* **STATED TASK A**
In the passage below on piezoelectric single crystals, set down word for word the text from "Just why that" up to and including "than standard PZT.".

* **PROVIDED PASSAGE**
To coax the material into forming single crystals, Shrout and Park tried varying its composition. They settled on a couple of different mixtures, such as a combination of lead, zinc, and niobium spiked with varying amounts of lead-titanate (PT). The researchers found that a small admixture of PT—less than 9%—yielded materials that not only grew into single crystals, but also ended up with piezoelectric abilities that are enhanced more than they expected.

Just why that is, “we still don't know for sure,” says Shrout. But he and Park believe that at least part of the enhancement is due to the fact that an electric field applied to the new materials does more than just shift a few atoms around in the unit cell, as in PZT: “We think it causes the whole crystalline lattice structure to change from one form to another,” says Shrout. The changed crystal structure, in turn, frees individual atoms to respond more strongly to the field, increasing the overall distortion of the material. Likewise, a mechanical distortion probably produces a similar lattice shift, enabling the material to generate more current than standard PZT.

* **RAW DATA**
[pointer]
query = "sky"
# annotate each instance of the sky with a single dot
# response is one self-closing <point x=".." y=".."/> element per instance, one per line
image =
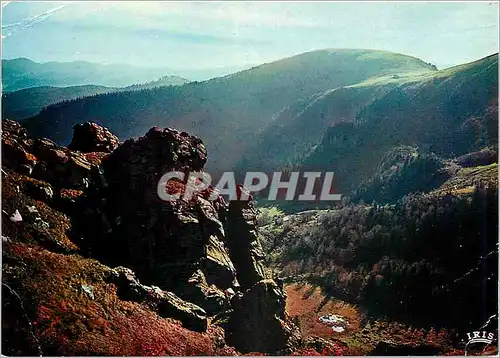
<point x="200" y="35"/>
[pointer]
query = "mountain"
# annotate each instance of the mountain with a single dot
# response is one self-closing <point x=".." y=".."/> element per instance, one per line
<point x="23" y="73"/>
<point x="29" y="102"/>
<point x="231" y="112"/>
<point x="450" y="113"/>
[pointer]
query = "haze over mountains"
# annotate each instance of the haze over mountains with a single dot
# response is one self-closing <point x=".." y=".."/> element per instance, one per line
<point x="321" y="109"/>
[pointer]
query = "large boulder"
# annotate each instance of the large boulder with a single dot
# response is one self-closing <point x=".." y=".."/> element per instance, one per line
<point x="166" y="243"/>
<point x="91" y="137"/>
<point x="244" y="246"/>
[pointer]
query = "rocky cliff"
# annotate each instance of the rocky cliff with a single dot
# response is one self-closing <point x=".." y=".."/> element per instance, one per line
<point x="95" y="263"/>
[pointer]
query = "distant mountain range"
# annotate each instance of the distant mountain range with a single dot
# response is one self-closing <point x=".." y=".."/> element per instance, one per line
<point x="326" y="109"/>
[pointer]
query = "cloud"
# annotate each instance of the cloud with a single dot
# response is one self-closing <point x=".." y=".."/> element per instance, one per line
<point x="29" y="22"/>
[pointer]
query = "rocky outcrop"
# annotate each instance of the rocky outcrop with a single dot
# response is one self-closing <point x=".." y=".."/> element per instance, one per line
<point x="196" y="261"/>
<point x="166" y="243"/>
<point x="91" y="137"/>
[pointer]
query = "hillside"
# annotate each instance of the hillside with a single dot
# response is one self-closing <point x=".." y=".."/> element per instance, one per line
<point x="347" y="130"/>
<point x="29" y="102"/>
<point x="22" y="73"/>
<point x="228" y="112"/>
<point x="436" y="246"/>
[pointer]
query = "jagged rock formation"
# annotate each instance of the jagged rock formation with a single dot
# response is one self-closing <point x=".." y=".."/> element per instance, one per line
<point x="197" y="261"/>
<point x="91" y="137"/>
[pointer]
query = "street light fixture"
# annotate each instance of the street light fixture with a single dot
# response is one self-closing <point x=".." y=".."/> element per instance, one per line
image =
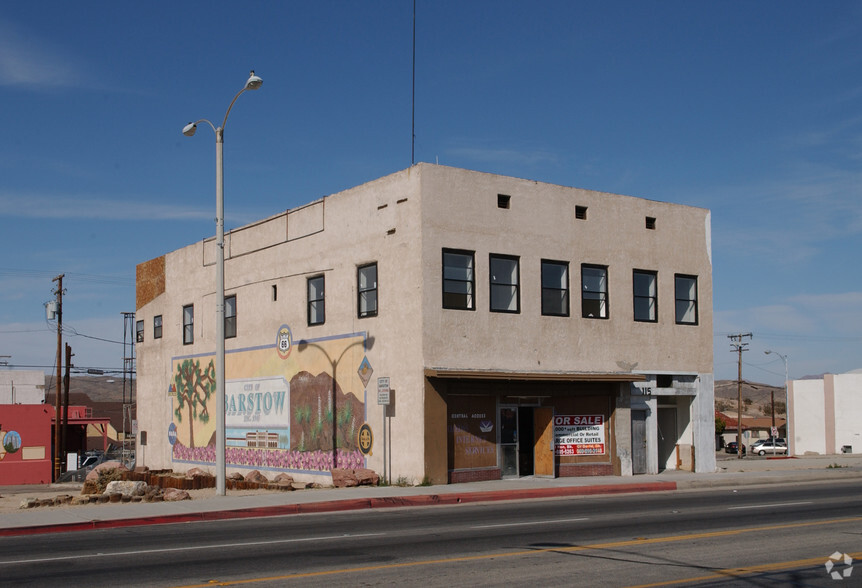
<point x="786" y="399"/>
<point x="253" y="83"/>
==
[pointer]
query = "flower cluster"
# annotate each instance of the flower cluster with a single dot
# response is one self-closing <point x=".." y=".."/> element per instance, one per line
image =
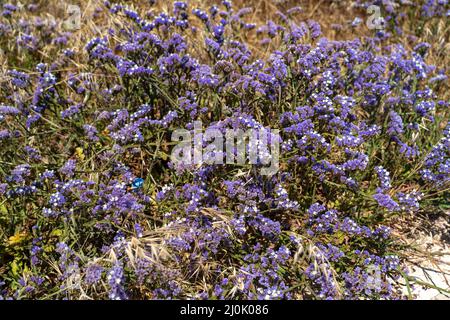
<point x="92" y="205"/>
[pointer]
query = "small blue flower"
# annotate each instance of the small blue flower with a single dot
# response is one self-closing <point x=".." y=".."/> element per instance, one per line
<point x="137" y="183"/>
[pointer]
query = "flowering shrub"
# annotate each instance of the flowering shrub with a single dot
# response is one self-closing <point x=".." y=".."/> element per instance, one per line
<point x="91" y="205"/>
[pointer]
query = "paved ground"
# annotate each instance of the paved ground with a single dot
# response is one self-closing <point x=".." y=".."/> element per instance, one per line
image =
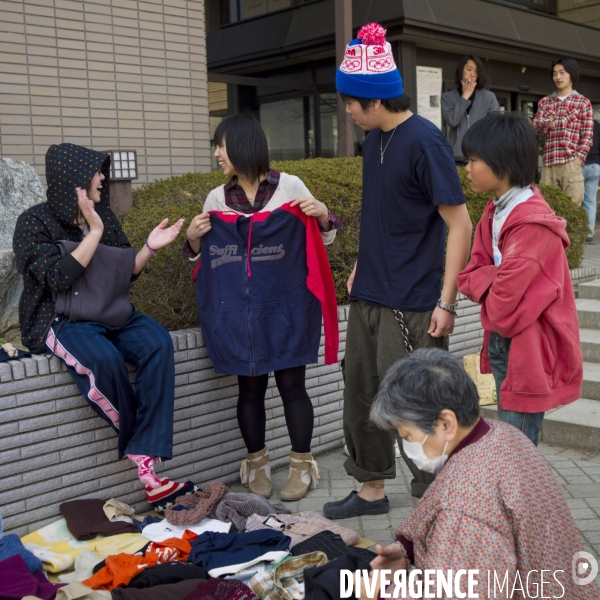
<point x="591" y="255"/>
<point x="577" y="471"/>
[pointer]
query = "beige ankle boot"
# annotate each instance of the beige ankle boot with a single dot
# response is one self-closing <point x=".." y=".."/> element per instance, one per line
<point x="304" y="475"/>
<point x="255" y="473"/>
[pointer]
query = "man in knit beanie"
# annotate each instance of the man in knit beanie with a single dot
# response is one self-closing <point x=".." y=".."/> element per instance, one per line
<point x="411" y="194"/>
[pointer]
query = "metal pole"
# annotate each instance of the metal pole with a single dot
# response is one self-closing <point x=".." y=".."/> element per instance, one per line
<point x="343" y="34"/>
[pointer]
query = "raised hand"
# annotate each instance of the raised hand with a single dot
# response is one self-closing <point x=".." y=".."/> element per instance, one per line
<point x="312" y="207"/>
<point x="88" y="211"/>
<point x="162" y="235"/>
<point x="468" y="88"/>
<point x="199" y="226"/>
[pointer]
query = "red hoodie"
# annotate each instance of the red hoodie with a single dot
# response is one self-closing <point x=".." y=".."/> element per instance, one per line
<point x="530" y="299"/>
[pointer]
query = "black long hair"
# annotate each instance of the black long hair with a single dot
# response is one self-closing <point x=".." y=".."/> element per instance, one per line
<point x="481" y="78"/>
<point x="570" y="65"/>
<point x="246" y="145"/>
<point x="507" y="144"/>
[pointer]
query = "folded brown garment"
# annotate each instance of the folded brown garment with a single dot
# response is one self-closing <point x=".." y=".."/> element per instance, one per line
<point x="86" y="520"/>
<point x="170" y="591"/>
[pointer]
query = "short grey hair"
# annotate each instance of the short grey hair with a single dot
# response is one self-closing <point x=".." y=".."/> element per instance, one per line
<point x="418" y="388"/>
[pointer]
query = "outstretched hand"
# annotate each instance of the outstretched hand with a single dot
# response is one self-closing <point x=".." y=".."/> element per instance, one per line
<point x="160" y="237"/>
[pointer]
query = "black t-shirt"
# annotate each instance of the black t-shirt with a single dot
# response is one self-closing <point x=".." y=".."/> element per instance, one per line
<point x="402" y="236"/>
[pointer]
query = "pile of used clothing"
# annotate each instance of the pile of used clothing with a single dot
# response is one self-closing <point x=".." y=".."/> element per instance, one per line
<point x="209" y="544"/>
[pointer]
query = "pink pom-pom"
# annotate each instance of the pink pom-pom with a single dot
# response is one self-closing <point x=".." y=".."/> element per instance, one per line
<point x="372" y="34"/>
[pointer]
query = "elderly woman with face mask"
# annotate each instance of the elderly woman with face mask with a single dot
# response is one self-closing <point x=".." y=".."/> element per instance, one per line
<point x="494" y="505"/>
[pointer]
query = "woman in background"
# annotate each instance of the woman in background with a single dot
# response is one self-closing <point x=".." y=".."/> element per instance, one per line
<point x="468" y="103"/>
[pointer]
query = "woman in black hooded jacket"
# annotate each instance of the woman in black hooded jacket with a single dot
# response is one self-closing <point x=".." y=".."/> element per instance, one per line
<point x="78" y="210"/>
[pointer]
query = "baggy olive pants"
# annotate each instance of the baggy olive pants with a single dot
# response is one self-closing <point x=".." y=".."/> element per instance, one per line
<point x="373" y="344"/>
* * *
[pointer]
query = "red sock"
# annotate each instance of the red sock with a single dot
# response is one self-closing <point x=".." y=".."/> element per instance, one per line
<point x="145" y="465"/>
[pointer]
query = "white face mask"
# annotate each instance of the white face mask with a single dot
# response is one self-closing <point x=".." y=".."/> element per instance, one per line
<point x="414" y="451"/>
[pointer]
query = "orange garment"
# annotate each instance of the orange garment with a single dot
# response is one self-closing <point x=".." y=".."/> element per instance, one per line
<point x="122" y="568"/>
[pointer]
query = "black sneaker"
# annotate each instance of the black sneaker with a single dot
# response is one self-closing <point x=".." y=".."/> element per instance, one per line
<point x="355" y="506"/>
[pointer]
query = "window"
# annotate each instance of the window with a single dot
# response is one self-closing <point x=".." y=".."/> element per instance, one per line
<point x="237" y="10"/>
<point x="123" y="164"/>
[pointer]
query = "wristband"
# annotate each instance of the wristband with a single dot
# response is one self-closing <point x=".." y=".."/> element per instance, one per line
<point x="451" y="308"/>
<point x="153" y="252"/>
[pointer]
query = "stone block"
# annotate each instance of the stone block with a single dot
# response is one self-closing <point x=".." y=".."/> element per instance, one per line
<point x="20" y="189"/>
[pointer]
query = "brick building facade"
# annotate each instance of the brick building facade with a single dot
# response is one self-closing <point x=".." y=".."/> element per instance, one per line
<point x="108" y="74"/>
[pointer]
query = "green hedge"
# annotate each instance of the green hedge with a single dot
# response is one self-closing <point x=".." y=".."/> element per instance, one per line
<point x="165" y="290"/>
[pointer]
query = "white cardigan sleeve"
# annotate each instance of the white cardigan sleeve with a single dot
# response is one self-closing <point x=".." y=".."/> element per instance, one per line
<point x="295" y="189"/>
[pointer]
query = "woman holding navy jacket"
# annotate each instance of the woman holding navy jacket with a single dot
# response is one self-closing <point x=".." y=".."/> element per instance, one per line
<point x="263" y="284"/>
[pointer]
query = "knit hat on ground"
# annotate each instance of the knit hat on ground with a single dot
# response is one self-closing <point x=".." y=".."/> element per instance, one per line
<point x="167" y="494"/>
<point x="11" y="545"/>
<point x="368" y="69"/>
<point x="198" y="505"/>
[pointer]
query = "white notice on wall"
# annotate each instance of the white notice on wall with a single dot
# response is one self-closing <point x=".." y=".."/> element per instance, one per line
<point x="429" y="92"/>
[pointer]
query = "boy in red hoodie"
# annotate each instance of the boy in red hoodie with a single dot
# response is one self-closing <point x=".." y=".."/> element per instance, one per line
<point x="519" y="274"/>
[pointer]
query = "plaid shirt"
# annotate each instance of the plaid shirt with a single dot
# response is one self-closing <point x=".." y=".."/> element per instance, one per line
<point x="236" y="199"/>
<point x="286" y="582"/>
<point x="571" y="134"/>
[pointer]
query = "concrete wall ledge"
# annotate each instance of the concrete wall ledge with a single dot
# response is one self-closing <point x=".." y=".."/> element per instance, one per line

* **STATED TASK B**
Return every line of the rows above that contains the word "garment".

* **CORRECT RESULT A**
Just why that is, “we still don't know for sure,” says Shrout. But he and Park believe that at least part of the enhancement is due to the fact that an electric field applied to the new materials does more than just shift a few atoms around in the unit cell, as in PZT: “We think it causes the whole crystalline lattice structure to change from one form to another,” says Shrout. The changed crystal structure, in turn, frees individual atoms to respond more strongly to the field, increasing the overall distortion of the material. Likewise, a mechanical distortion probably produces a similar lattice shift, enabling the material to generate more current than standard PZT.

* **CORRECT RESULT B**
query = "folded brown garment"
# annotate each instance of the folded brown garment with a single dot
query = "orange garment"
# annotate each instance of the orange garment with a single dot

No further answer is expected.